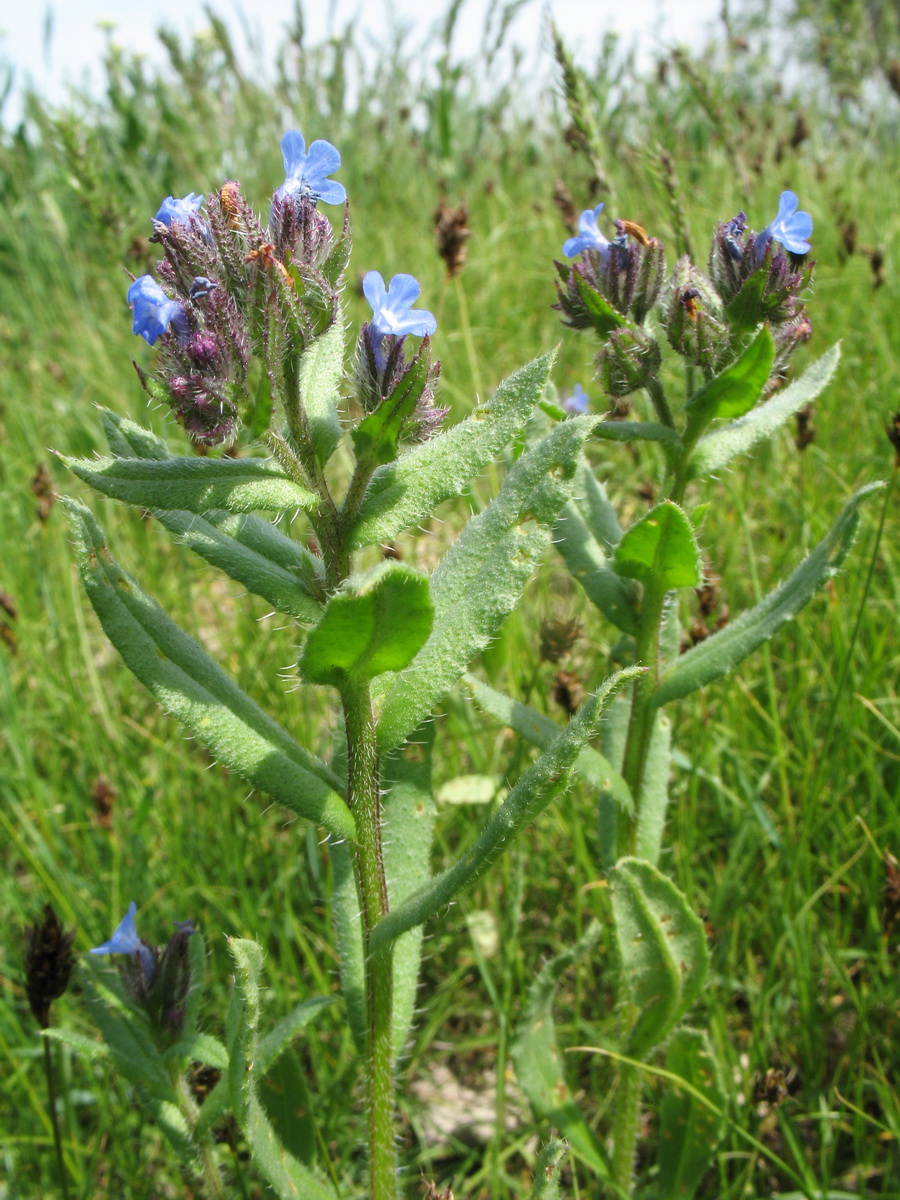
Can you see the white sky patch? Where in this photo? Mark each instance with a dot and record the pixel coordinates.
(77, 36)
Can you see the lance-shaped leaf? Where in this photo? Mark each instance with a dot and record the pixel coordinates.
(735, 391)
(408, 832)
(319, 379)
(247, 549)
(663, 948)
(543, 731)
(603, 316)
(538, 1063)
(689, 1128)
(589, 564)
(191, 687)
(291, 1179)
(376, 438)
(659, 550)
(406, 492)
(715, 449)
(238, 485)
(531, 796)
(721, 653)
(481, 577)
(639, 431)
(376, 625)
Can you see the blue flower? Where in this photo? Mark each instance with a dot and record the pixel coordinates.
(179, 210)
(307, 173)
(125, 941)
(791, 229)
(391, 310)
(154, 312)
(589, 237)
(577, 403)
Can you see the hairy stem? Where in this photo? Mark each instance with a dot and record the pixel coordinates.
(54, 1116)
(365, 802)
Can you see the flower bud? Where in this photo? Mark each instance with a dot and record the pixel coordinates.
(628, 360)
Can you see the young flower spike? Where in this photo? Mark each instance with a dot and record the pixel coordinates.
(791, 229)
(154, 312)
(589, 237)
(179, 210)
(306, 173)
(391, 309)
(125, 941)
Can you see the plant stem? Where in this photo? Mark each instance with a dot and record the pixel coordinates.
(54, 1115)
(628, 1119)
(364, 796)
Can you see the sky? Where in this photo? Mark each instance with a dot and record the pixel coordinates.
(77, 28)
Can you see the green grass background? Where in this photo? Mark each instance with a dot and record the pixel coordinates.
(789, 792)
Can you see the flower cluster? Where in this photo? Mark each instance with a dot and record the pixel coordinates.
(231, 292)
(157, 978)
(381, 365)
(753, 277)
(229, 288)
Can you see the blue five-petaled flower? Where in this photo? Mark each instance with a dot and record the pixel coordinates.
(791, 229)
(589, 237)
(125, 941)
(154, 312)
(307, 172)
(391, 309)
(173, 209)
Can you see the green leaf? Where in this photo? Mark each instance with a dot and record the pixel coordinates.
(546, 1171)
(238, 485)
(689, 1129)
(589, 564)
(659, 550)
(191, 687)
(291, 1179)
(663, 949)
(531, 796)
(538, 1063)
(408, 834)
(717, 449)
(319, 377)
(277, 1041)
(285, 1097)
(738, 388)
(247, 549)
(721, 653)
(543, 731)
(743, 312)
(637, 431)
(481, 577)
(376, 627)
(376, 438)
(406, 492)
(603, 315)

◆ TASK DIRECTIONS:
Every record, from top to bottom, gets written out exactly; no picture goes into the copy.

◆ OUTPUT OF THE TASK:
Can you see the white sky patch? Where in this photo? Mark each instance with a dot and record the pixel coordinates.
(77, 36)
Can you see the lance-shaped leaf? Where in this photo? Mark each instance with a dot and record the pixel coordinates.
(735, 391)
(408, 832)
(319, 379)
(247, 549)
(663, 948)
(543, 731)
(603, 316)
(538, 1063)
(689, 1128)
(589, 564)
(191, 687)
(291, 1179)
(376, 438)
(659, 550)
(406, 492)
(715, 449)
(238, 485)
(531, 796)
(721, 653)
(481, 577)
(639, 431)
(376, 625)
Can you see the blue flower? Where in this photo? Mark each instance with a dot and record the pixel coordinates.
(179, 210)
(307, 173)
(125, 941)
(791, 229)
(391, 310)
(154, 312)
(589, 237)
(577, 403)
Can you see the hairy stem? Where in this photo? Mark each instance with a dot and record the pixel coordinates.
(54, 1116)
(365, 802)
Can you see the flower bud? Where in this photo? Mark each instance with a dot and record the pixel coordinates.
(628, 360)
Can you see the young flower spike? Where in this photo? Mark each instance with a dot and record the pixel coordinates.
(791, 229)
(154, 312)
(589, 237)
(179, 210)
(306, 173)
(391, 309)
(125, 941)
Can you see the plant stem? Where in this photo? Mark each instance with a dot and record the pixel coordinates.
(54, 1115)
(628, 1119)
(364, 796)
Can you see the sky? Where in this photo? Mark each instance with a dot and record the pixel coordinates.
(77, 28)
Can you see the green grass background? Where in this photo? Mark each instance with a dot and record the pixel coordinates.
(789, 792)
Can you see the flower cluster? Where in this photo? Mark each instance with a dot and record the pixel coordinates.
(231, 292)
(157, 978)
(381, 365)
(753, 277)
(229, 288)
Can you see the blue five-petaled flower? Where in this photo? Mark each instance with a dot and record the pixel coordinates.
(791, 229)
(589, 237)
(125, 941)
(154, 312)
(307, 172)
(391, 309)
(173, 209)
Can you see the green leaf? Where in this photo? Mark each instance with a dot and record the pixel coordinates.
(546, 1171)
(238, 485)
(689, 1129)
(589, 564)
(659, 550)
(191, 687)
(291, 1179)
(663, 949)
(531, 796)
(538, 1063)
(408, 834)
(717, 449)
(319, 377)
(277, 1041)
(285, 1097)
(738, 388)
(247, 549)
(721, 653)
(543, 731)
(743, 312)
(637, 431)
(481, 577)
(376, 627)
(376, 438)
(406, 492)
(603, 315)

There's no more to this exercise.